Dataset rows:
— Start —

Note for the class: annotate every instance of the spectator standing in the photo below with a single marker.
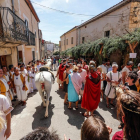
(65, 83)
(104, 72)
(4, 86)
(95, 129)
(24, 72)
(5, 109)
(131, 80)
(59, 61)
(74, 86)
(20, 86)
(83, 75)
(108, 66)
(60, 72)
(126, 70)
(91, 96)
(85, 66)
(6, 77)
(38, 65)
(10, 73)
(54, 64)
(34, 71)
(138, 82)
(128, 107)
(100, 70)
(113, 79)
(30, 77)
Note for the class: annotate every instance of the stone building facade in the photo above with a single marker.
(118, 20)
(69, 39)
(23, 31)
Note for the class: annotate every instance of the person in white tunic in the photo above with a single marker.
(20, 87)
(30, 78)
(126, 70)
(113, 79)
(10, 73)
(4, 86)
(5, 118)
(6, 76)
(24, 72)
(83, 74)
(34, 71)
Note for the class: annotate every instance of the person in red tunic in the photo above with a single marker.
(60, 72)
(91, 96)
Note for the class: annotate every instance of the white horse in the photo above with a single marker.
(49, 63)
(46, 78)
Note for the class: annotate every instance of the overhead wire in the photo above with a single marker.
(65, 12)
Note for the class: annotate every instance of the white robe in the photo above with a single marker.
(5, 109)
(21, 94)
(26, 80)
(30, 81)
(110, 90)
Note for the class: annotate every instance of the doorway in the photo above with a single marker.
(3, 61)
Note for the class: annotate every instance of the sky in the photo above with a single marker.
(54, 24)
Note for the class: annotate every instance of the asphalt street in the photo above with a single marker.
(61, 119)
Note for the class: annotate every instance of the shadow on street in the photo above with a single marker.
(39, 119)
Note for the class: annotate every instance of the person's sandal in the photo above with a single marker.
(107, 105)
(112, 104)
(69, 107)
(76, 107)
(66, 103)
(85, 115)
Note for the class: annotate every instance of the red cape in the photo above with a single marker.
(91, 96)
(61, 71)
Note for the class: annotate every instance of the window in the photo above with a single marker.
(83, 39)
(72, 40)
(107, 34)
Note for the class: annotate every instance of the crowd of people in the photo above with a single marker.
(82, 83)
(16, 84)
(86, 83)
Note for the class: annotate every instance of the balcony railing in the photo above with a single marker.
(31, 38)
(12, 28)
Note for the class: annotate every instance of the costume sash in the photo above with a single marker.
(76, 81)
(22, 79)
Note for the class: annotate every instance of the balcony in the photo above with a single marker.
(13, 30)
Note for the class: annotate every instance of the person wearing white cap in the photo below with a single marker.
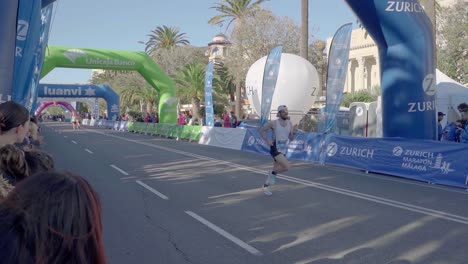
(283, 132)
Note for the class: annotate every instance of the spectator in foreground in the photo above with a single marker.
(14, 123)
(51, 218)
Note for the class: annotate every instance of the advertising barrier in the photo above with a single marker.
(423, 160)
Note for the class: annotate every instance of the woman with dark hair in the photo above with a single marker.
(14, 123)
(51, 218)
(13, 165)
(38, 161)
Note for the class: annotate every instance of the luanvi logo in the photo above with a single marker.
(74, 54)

— End —
— Start —

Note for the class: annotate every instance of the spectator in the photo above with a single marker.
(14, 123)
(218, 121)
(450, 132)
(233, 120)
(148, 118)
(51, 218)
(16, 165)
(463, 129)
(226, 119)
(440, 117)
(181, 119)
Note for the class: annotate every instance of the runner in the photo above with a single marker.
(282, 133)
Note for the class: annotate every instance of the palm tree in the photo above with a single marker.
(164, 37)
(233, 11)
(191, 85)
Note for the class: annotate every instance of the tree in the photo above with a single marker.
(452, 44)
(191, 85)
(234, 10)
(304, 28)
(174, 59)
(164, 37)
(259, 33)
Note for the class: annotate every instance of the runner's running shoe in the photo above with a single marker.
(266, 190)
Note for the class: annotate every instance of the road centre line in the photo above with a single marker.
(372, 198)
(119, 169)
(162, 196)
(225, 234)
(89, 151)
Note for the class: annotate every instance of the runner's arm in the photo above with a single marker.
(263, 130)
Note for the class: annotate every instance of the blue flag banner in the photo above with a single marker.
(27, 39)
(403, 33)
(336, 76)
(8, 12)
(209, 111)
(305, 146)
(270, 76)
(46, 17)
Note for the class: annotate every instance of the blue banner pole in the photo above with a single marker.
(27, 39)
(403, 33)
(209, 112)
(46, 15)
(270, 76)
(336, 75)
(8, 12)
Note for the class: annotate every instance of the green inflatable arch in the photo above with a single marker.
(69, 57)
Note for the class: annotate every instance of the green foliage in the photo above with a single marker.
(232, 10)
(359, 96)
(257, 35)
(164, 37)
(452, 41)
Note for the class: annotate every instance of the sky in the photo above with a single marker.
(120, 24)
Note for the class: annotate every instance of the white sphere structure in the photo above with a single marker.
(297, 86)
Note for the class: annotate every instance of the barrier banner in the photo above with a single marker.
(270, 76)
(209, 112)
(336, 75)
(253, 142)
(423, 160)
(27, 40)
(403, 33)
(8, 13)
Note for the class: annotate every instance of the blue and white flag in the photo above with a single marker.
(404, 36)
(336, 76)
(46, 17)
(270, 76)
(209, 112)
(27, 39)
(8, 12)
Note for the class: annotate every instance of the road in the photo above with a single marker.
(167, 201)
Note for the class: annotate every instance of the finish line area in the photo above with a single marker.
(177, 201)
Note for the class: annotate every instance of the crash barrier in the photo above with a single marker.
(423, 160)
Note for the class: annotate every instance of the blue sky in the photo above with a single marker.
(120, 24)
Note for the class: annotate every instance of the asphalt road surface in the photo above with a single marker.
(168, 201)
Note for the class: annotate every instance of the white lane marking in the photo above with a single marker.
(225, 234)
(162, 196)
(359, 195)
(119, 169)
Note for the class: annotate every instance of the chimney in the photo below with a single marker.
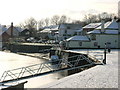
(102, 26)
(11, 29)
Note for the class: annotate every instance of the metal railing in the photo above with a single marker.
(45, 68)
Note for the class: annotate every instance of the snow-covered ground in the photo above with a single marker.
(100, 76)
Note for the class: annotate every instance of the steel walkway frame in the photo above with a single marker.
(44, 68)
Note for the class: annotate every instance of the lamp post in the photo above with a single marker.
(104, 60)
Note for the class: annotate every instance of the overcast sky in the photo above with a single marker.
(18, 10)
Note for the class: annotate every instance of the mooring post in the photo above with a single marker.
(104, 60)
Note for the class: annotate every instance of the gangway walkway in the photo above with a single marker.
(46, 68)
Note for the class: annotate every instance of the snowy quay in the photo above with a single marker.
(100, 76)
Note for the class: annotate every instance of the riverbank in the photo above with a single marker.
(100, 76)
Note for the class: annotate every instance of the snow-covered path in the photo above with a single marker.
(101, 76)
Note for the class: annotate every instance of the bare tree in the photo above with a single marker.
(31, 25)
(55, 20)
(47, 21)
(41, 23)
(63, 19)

— End —

> **Exercise goal**: Pick out each line in the entries above that contains the string "covered", and copy those lines.

> **Exercise response**:
Note for the class: annotate every instance of the snow-covered ground in the photo above with a single marker.
Note for the class: annotate every instance of the snow-covered path in the photo above with a single marker.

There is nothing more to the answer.